═════ Source text

Fixing Grittner's planner issues

From: Tom Lane <tgl(at)sss(dot)pgh(dot)pa(dot)us>
To: pgsql-hackers(at)postgreSQL(dot)org
Cc: "Kevin Grittner" <Kevin(dot)Grittner(at)wicourts(dot)gov>
Subject: Fixing Grittner's planner issues
Date: 2009-02-05 17:05:01
Message-ID: 21139.1233853501@sss.pgh.pa.us
Views: Raw Message | Whole Thread | Download mbox | Resend email
Thread:
Lists: pgsql-hackers

I looked into the planning problems in HEAD discussed here:
http://archives.postgresql.org/pgsql-hackers/2009-02/msg00120.php
As I suspected, there are really two independent bugs there,
though both are in the new semi/antijoin planning code.

The first problem is the one already mentioned: cost_mergejoin fails to
penalize semi/anti joins for nonunique merge keys, although nonunique
keys require rescanning of parts of the inner relation and can result in
huge runtime increases. After unsuccessfully fooling with some quick
and dirty fixes, I remembered why I'd tried to dodge the problem: the
correct way to estimate the amount of rescanning done involves estimating
the merge condition selectivity as if it were a plain inner join
condition, not a semi or anti join. We have code to do that, certainly,
but this means that we will sometimes demand the selectivity of the same
RestrictInfo under JOIN_INNER rules and sometimes under SEMI or ANTI
rules. And there's only space to cache one selectivity there. And
we *really* need to cache both because cost_mergejoin tends to get done
a large number of times in a complex join problem.

The only good solution I can see is to add another selectivity cache
field to RestrictInfo so that we can cache both the JOIN_INNER
selectivity and the "native" selectivity of the qual's context. This
is slightly annoying from a space consumption point of view, but it's
not fatal.

The second problem is specific to the particular structure of Kevin's
query:

SELECT ... FROM
"Case" "C"
LEFT OUTER JOIN "CaseDispo" "CD"
ON ("CD"."caseNo" = "C"."caseNo") AND ("CD"."countyNo" = "C"."countyNo")
AND (NOT (EXISTS (SELECT 1 FROM "CaseDispo" "CD2"
WHERE ("CD2"."caseNo" = "CD"."caseNo")
AND ("CD2"."countyNo" = "CD"."countyNo")
AND ("CD2"."dispoDate" > "CD"."dispoDate"))))
WHERE some-clause-that-selects-just-a-few-C-rows

that is, the EXISTS clause is part of the ON condition of an outer join.
If it referred to any variables of the left side of the upper join
(ie, "C" here) then we couldn't convert it to a separate join at all.
Since it refers only to "CD", it's semantically legitimate to push it
down into the right-hand side of the outer join, and then we can convert
it to a lower outer join. The problem is that having done so, the
resulting anti join doesn't commute with the upper outer join. So
we're forced to evaluate it first, and in this particular example this
results in a much worse plan than leaving it as a SubLink would produce.

══════════
═════ Recorded information

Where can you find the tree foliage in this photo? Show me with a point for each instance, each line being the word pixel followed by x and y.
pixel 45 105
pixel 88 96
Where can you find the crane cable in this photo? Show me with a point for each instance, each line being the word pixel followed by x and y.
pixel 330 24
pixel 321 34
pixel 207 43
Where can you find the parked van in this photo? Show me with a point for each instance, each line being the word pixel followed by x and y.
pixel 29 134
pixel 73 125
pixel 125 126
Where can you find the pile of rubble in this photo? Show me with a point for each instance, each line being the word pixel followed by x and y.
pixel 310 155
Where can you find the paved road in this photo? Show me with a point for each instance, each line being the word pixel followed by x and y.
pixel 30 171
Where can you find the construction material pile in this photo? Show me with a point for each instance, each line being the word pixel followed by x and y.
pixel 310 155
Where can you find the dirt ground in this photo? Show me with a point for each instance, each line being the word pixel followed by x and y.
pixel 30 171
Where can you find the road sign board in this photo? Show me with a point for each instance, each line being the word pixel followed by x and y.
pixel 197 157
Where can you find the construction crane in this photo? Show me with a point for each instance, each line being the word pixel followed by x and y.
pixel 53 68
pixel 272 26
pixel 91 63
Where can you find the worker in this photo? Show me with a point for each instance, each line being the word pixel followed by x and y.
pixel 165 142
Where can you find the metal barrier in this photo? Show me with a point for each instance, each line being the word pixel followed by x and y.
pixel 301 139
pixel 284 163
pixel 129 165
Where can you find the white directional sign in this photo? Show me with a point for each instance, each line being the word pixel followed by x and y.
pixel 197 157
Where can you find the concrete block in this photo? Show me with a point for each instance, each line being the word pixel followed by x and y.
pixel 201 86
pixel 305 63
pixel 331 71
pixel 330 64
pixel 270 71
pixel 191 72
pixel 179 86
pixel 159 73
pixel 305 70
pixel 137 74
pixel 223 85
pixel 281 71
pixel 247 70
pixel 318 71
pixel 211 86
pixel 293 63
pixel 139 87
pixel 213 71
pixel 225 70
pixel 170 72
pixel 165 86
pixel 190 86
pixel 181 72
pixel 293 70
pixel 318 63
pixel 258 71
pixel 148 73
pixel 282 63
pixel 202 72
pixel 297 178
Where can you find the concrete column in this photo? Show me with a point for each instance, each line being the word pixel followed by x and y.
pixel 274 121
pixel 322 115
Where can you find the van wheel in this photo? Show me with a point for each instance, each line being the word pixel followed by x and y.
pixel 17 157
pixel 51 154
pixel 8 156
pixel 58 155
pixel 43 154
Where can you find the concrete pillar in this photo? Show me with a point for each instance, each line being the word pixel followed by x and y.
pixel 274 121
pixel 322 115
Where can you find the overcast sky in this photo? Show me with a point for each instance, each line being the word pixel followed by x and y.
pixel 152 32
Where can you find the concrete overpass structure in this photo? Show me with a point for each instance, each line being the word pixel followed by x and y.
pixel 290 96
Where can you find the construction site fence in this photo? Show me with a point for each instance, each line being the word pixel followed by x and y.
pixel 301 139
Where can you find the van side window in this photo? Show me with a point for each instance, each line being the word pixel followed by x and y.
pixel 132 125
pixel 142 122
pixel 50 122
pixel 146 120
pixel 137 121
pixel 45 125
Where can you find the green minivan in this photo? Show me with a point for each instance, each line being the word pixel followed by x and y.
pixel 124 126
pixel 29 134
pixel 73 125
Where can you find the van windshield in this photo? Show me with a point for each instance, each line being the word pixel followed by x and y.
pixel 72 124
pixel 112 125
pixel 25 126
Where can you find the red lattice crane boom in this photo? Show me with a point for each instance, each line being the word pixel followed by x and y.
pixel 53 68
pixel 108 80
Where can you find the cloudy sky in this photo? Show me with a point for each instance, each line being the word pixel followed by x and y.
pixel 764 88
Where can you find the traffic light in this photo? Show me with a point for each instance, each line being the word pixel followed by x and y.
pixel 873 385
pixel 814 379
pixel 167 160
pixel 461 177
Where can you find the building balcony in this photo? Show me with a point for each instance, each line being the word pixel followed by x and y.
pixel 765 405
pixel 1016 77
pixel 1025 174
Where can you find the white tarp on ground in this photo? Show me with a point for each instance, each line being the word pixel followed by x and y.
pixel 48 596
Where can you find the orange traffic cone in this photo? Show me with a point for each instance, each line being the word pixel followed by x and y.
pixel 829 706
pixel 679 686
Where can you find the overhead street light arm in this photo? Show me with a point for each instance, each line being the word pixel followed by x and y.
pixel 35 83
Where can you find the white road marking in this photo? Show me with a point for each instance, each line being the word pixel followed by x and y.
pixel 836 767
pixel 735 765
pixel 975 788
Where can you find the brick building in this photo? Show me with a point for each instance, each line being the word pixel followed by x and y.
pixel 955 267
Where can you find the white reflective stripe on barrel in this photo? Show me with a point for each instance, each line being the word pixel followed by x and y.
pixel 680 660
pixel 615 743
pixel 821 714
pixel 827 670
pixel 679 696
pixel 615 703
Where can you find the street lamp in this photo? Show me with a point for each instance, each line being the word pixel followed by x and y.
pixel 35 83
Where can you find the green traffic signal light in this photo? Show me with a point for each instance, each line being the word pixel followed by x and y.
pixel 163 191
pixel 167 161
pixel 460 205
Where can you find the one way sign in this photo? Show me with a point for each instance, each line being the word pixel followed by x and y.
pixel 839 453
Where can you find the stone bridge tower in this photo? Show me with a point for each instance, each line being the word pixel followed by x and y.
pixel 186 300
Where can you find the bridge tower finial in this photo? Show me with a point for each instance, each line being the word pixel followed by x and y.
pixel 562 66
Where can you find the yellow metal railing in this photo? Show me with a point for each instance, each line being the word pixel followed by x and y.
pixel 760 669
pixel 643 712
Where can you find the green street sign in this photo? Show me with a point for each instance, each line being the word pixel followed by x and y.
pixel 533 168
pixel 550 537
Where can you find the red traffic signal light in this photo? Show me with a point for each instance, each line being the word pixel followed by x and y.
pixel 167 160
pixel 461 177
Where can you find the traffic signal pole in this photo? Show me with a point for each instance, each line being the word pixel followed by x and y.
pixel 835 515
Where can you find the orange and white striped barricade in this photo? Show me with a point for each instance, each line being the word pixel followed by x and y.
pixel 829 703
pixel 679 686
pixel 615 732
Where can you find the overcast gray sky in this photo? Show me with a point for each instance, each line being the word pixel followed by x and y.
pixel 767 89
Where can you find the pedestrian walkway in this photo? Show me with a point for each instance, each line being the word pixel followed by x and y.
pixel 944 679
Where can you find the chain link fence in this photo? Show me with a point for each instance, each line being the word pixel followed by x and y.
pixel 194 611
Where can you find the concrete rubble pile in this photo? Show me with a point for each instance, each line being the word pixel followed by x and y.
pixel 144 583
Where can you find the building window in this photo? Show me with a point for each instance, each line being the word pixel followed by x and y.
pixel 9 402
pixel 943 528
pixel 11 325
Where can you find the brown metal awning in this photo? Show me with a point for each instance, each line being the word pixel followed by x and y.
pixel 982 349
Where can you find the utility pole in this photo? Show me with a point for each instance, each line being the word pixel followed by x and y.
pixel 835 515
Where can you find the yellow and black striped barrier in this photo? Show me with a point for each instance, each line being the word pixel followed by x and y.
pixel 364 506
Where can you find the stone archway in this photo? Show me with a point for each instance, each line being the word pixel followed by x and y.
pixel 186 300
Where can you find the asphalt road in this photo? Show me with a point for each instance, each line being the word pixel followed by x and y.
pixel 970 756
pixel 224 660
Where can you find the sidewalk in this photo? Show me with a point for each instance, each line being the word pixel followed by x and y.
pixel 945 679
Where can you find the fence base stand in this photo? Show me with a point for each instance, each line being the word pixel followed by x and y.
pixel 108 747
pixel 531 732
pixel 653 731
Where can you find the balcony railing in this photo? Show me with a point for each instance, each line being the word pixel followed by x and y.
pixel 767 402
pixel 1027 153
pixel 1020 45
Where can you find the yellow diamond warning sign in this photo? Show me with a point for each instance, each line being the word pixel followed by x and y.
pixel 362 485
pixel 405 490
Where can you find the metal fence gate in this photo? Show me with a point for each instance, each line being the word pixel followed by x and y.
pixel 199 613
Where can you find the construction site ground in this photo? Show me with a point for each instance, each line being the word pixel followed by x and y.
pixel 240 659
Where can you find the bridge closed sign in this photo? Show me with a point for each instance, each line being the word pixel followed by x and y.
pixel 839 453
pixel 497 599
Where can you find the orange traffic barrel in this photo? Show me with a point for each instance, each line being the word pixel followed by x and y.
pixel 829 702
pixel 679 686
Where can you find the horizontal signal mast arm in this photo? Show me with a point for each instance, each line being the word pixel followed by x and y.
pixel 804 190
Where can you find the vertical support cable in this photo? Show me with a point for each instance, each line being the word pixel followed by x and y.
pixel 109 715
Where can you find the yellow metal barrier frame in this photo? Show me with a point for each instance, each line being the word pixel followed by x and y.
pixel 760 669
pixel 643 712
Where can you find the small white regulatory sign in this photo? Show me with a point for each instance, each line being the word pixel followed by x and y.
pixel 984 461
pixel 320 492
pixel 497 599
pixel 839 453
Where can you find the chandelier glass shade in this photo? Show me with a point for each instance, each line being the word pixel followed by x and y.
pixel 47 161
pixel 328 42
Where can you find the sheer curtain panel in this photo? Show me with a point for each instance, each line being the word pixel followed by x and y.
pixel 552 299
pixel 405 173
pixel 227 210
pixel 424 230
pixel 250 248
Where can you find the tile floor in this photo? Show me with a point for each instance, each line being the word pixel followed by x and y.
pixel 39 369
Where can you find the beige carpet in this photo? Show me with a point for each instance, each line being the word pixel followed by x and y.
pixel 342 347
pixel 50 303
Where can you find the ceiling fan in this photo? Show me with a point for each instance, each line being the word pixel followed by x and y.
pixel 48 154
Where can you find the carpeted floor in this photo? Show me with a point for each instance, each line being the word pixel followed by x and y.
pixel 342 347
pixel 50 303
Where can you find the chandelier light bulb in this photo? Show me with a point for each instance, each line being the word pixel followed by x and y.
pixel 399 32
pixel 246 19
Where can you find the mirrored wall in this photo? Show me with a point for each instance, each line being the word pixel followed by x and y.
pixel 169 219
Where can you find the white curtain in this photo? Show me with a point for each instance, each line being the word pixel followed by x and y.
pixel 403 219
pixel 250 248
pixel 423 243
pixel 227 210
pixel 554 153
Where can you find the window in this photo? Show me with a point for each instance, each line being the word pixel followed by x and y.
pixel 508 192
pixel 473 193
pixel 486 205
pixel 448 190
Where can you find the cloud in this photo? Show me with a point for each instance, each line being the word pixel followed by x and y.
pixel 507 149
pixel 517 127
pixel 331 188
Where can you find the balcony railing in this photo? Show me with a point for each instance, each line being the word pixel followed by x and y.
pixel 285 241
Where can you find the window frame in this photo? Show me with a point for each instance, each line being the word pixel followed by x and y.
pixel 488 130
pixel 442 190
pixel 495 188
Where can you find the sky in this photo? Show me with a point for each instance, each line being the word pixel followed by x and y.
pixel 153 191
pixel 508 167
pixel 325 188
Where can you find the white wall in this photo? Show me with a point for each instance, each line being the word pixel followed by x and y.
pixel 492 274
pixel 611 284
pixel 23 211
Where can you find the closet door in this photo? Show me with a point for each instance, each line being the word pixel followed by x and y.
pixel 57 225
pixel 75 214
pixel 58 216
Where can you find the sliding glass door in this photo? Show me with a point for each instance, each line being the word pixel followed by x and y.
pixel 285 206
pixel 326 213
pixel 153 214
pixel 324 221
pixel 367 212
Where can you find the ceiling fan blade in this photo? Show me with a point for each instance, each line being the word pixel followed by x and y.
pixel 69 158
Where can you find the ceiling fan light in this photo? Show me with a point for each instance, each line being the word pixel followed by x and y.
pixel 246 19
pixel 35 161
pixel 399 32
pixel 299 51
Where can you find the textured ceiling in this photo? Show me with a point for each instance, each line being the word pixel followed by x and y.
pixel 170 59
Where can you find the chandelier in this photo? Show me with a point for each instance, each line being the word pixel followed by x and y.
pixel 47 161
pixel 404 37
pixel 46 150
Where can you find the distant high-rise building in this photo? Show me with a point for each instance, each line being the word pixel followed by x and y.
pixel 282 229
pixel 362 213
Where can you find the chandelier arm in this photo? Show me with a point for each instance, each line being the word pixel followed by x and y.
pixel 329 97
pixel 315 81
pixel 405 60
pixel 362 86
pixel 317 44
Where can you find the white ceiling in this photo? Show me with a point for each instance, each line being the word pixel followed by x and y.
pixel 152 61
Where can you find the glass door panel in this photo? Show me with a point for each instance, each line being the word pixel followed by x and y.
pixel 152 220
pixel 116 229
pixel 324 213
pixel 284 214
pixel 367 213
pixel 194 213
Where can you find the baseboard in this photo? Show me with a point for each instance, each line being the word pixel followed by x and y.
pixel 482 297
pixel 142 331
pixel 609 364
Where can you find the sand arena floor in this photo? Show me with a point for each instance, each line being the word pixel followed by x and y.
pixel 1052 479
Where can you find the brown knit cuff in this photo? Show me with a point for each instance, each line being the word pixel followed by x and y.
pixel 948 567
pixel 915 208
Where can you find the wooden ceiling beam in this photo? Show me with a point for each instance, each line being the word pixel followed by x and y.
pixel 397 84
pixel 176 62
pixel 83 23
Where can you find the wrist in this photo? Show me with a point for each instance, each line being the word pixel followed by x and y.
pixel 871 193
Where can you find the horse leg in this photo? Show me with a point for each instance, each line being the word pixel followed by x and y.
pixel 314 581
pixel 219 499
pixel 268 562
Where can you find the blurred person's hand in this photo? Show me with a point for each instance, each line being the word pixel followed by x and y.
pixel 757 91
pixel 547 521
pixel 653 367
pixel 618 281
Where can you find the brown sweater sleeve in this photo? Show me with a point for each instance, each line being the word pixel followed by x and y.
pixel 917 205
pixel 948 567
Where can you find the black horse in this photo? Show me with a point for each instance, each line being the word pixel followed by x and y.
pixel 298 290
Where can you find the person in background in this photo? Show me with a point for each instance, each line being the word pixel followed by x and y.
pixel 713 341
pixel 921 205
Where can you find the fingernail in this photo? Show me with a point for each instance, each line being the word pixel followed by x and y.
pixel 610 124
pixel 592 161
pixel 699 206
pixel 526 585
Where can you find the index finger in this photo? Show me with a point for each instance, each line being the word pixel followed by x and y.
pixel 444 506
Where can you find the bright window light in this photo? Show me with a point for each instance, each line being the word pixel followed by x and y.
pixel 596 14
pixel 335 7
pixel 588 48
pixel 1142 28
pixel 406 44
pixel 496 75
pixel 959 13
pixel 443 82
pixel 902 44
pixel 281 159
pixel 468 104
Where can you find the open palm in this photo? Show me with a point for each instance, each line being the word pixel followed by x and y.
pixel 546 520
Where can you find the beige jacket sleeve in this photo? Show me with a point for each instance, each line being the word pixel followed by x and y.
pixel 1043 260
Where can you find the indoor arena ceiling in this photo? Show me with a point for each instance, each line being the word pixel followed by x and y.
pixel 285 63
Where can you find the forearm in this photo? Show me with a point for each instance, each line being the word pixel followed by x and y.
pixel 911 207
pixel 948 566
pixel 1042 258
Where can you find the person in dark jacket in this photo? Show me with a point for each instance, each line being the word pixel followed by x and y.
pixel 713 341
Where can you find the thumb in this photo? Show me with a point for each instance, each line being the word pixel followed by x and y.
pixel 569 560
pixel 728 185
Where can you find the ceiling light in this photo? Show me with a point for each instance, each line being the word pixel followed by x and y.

══════════

• Set problem 1:
Edit the planner-issues message from "WHERE some-clause-that-selects-just-a-few-C-rows" up to and including "join at all.", putting "enclosing join" in place of "upper join".
• Set problem 2:
Pick up the message about the semi/antijoin planner bugs after its last sentence and write the next few sentences.

• Final answer 1:
WHERE some-clause-that-selects-just-a-few-C-rows

that is, the EXISTS clause is part of the ON condition of an outer join.
If it referred to any variables of the left side of the enclosing join
(ie, "C" here) then we couldn't convert it to a separate join at all.

• Final answer 2:
A SubLink isn't evaluated "after" the upper join, exactly, but from a
performance point of view we get that effect because it only gets
evaluated after all the other join conditions have succeeded for a
particular pair of C and CD rows. In this case we only need the answer
for a few C/CD rows so that's a win. (If we needed the answer for most
CD rows, it's not a win; but I don't think we can optimize that case at
the expense of getting miserably slower for cases we used to be good at.)

I think the only fix for this that's practical in the 8.4 time frame is
to give up trying to flatten EXISTS/NOT EXISTS that occur within the ON
condition of an outer join, ie, revert to 8.3's level of intelligence
about this case. It seems like a general purpose solution would involve
somehow being able to separate the semantic effects of an outer join
(in particular, null-insertion) from the time at which it's performed,
and I've really got no idea how to do that or what consequences it would
have for both the planner and the executor.

Reflecting on this further, I suspect there are also some bugs in the
planner's rules about when semi/antijoins can commute with other joins;
but that's not directly causing Kevin's problem, because the rules do
make the correct decision for this case.

So I've got a few "must fix" items here, but before I go off to start
doing that, I wondered if anyone had any comments or better ideas.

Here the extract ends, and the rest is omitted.